## To do
Shift every bounding-box coordinate up by 146 in the part of the entries that opens with the first line and closes with the line containing "[475,107,550,259]", both ends included. Reproduce each line of that part, with the text lines left unchanged and the coordinates replaced by the shifted values.

[Provided information start]

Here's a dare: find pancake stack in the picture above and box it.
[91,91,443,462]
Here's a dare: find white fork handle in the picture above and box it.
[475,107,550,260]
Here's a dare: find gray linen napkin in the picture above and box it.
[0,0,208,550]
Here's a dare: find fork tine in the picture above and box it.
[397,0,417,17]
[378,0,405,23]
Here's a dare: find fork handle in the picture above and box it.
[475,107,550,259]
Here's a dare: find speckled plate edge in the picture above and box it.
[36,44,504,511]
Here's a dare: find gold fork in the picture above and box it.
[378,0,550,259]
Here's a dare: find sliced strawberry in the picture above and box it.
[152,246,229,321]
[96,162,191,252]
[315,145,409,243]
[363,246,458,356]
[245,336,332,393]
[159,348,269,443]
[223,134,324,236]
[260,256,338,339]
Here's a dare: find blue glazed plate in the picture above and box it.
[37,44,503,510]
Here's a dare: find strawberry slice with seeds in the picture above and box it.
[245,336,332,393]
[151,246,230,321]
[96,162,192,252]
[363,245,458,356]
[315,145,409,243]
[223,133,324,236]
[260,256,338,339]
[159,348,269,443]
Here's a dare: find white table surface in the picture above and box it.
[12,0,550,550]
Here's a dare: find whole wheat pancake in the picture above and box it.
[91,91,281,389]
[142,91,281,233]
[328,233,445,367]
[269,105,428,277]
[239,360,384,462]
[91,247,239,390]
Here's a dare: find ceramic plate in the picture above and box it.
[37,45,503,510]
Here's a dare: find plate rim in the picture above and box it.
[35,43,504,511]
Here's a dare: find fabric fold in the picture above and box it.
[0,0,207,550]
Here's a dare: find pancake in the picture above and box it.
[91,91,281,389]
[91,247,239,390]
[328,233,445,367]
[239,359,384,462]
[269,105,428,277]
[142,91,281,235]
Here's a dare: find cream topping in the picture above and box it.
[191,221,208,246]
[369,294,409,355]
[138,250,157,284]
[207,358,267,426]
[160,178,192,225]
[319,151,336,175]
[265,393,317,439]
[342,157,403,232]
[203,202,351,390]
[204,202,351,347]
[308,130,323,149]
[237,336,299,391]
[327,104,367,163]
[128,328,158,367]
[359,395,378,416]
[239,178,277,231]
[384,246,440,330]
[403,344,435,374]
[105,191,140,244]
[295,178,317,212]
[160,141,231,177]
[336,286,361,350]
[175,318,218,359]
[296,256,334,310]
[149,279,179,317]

[Provided information end]

## Correct output
Here's a dare: find pancake stack in the picture above and box it.
[237,237,589,608]
Here's a dare: find white fork handle in the picture above and box it.
[621,253,696,406]
Here's a dare: find gray linen napkin in the picture above and box it.
[146,146,354,696]
Here's a dare: find fork tine in the picture above and box it.
[543,146,563,163]
[524,146,551,169]
Here's a dare: find fork handle in the picture above and box it.
[621,253,696,405]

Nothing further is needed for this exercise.